** Opening Exercise data block **

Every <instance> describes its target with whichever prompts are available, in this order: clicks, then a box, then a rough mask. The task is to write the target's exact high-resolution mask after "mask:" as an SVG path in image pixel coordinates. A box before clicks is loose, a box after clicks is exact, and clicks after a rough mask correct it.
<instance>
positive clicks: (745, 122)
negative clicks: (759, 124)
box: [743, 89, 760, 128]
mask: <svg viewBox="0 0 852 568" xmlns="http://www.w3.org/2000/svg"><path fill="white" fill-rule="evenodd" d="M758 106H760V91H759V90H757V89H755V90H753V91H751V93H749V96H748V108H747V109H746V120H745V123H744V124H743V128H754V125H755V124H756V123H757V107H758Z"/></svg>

** Closing Exercise data block **
** Opening Exercise data block **

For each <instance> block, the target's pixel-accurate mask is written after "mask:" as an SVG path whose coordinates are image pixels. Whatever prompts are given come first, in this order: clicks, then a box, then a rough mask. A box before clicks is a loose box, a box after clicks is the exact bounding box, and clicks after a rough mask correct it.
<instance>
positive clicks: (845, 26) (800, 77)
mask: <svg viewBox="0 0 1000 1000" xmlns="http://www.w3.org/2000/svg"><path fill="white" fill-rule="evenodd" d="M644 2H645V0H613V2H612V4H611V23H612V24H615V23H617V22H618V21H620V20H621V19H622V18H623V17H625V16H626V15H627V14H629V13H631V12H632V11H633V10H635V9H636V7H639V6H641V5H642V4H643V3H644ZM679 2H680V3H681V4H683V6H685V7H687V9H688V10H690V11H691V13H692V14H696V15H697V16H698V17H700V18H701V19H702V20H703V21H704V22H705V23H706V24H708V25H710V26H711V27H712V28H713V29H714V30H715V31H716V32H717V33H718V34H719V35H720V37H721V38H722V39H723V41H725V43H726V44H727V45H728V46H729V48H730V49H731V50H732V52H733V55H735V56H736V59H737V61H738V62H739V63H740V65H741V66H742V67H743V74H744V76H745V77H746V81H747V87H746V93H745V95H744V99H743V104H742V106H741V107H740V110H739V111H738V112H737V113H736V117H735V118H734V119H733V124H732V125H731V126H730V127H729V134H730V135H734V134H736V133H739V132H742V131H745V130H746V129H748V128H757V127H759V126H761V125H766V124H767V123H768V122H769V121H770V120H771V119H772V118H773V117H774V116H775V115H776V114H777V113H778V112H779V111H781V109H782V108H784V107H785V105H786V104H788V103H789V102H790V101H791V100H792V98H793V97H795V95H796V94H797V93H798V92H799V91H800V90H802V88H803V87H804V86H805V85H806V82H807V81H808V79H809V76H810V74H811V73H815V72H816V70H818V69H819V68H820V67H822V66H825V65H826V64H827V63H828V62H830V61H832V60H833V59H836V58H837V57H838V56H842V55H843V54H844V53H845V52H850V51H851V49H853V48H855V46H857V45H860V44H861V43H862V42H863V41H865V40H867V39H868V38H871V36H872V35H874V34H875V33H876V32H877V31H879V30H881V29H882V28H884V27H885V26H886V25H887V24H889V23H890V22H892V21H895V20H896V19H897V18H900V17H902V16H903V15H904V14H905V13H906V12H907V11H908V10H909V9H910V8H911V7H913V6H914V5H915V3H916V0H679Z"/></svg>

** Closing Exercise data block **

* _Exercise objective_: What lines in the data include the string "then"? Copy each one.

* _Result of this exercise_:
Every <instance> describes its target with whichever prompts are available, in this order: clicks, then a box, then a rough mask. The task is to write the target's exact high-resolution mask after "mask:" as an SVG path in image pixel coordinates. A box before clicks is loose, a box after clicks is exact, and clicks after a rough mask correct it.
For each <instance> block, the target's pixel-accurate mask is written after "mask:" as an SVG path whose coordinates are image pixels. Whatever prompts are given come first, in this order: clicks, then a box, then a rough mask. A box before clicks is a loose box, a box after clicks is the exact bounding box, and clicks after a rough mask correct it.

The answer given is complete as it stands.